Begitu ngobrol dengan salah satu karyawan, saya jadi makin paham kenapa brand ini bisa ngebut banget pertumbuhannya. Ternyata ada empat hal yang mereka pegang teguh.
1. Bisnis dengan Sentuhan Kemanusiaan
Sejak awal, Almaz sudah nunjukin kepedulian mereka. Setiap harinya, 5% keuntungan disumbangkan untuk Palestina. Nggak cuma itu, mereka juga punya program berbagi di dalam negeri: setiap omzet Rp1 juta/hari/outlet, mereka sediakan 5 paket ayam gratis buat orang-orang yang butuh.
Saya sempat hitung-hitung, kalau satu outlet sehari dapat Rp40 juta, artinya ada 200 paket gratis dibagikan. Menurut saya, langkah ini bikin orang merasa mereka bukan cuma beli ayam, tapi juga ikut berbuat baik.
2. Punya Rasa dan Menu yang Nggak Biasa (Unique Selling Point)

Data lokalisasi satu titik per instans
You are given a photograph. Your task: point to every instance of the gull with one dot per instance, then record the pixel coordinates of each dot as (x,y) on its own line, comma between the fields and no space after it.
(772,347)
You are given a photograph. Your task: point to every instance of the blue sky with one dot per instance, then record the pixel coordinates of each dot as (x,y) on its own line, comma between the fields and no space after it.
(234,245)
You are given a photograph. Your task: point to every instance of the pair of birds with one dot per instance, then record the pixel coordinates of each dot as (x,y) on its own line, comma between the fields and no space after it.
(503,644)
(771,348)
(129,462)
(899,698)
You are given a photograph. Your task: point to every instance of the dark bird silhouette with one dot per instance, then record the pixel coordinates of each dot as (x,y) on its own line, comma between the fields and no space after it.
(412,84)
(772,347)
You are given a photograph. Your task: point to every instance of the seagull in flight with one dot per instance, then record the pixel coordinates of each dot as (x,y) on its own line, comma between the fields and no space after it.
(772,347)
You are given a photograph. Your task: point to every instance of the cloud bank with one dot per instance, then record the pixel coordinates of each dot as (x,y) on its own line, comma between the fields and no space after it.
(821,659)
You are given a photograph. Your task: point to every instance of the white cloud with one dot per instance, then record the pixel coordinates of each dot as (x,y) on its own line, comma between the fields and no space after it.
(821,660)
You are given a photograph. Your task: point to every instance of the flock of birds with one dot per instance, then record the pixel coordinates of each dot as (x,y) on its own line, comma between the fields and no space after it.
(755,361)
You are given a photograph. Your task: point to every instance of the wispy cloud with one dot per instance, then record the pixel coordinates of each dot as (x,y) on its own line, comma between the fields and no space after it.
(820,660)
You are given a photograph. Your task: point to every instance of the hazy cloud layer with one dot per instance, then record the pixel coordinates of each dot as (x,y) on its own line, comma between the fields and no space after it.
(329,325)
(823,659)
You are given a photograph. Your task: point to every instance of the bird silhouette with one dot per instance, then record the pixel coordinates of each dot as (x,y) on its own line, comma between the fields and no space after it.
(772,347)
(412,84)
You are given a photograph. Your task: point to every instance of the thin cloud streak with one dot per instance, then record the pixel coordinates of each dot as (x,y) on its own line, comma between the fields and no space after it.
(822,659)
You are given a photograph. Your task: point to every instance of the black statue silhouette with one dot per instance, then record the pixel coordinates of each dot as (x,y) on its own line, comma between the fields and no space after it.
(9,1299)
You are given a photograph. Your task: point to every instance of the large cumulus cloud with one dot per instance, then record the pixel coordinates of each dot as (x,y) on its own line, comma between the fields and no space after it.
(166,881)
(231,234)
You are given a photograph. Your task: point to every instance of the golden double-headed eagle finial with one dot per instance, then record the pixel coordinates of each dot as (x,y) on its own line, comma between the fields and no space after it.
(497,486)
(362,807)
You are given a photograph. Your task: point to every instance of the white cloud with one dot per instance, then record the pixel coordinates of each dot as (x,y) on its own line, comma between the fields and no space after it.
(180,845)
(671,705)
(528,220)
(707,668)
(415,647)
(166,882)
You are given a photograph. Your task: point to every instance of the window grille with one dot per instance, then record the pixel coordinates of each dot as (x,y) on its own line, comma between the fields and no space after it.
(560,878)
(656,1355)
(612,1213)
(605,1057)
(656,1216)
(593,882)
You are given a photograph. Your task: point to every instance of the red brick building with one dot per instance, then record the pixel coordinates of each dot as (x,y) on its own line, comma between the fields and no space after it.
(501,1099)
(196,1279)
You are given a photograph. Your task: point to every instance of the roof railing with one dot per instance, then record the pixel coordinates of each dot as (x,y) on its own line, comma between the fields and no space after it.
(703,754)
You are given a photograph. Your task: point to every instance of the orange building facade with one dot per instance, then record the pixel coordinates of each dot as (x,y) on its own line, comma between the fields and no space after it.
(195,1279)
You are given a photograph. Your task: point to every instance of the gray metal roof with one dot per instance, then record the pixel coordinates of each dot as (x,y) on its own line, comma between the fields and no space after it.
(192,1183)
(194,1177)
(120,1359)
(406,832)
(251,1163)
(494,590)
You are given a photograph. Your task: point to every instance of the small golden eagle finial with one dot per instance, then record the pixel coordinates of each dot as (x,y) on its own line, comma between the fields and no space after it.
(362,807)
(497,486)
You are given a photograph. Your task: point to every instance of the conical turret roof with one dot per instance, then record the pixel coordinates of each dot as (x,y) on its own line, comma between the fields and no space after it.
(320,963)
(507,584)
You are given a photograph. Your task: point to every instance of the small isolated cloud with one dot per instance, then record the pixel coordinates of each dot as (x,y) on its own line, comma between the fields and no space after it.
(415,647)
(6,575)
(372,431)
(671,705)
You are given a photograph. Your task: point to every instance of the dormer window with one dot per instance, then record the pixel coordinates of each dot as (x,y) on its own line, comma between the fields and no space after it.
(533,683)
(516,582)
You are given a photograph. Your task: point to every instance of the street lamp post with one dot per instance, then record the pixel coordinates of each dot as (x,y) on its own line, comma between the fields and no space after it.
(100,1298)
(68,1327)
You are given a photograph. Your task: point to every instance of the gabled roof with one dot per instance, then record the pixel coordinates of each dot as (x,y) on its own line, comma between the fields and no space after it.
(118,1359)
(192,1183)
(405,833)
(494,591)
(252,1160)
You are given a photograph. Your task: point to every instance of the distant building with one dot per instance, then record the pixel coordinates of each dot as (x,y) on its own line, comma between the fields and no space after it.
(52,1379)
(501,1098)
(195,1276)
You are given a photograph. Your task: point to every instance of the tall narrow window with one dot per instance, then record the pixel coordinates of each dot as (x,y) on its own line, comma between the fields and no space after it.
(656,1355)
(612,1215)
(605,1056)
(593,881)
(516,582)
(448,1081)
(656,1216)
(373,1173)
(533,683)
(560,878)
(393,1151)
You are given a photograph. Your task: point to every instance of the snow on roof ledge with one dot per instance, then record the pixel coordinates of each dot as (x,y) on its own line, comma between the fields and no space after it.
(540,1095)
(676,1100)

Tugas yang Dikerjakan:
A) Sebutkan semua besaran yang ditulis dengan angka di dalam kalimat isi teks tentang Almaz. Penomoran judul tidak termasuk.
B) Lanjutkan teks tentang Almaz mulai setelah judul poin kedua.

Jawaban per Nomor:
A)
- 5% (keuntungan)
- Rp1 juta (omzet per hari per outlet)
- 5 paket (ayam gratis)
- Rp40 juta (pendapatan satu outlet sehari)
- 200 paket (gratis yang dibagikan)

B)
Jujur, pasar ayam goreng di Indonesia itu udah kayak jamur di musim hujan—di mana-mana ada. Tapi Almaz punya menu yang beda: ada sambal bawang, saus garlic, dan yang paling bikin penasaran, nasi kebuli. Nasi kebuli ini ternyata dari brand saudara mereka, Nasi Kebuli Abuya, jadi rasanya udah terjamin.
3. Rasa yang Diperjuangkan, Bukan Sekadar Ikut Tren
Tim Almaz nggak main-main soal rasa. Mereka sampai bela-belain beli Albaik asli buat dianalisis. Hasilnya, mereka nemuin kalau ayam yang pakai bahan fresh (bukan frozen) itu jauh lebih meresap bumbunya. Saya cobain sendiri, dan memang beda. Kulitnya renyah, dagingnya gurih sampai ke dalam. Rasanya bukan cuma “lumayan”, tapi beneran bikin pengen balik lagi.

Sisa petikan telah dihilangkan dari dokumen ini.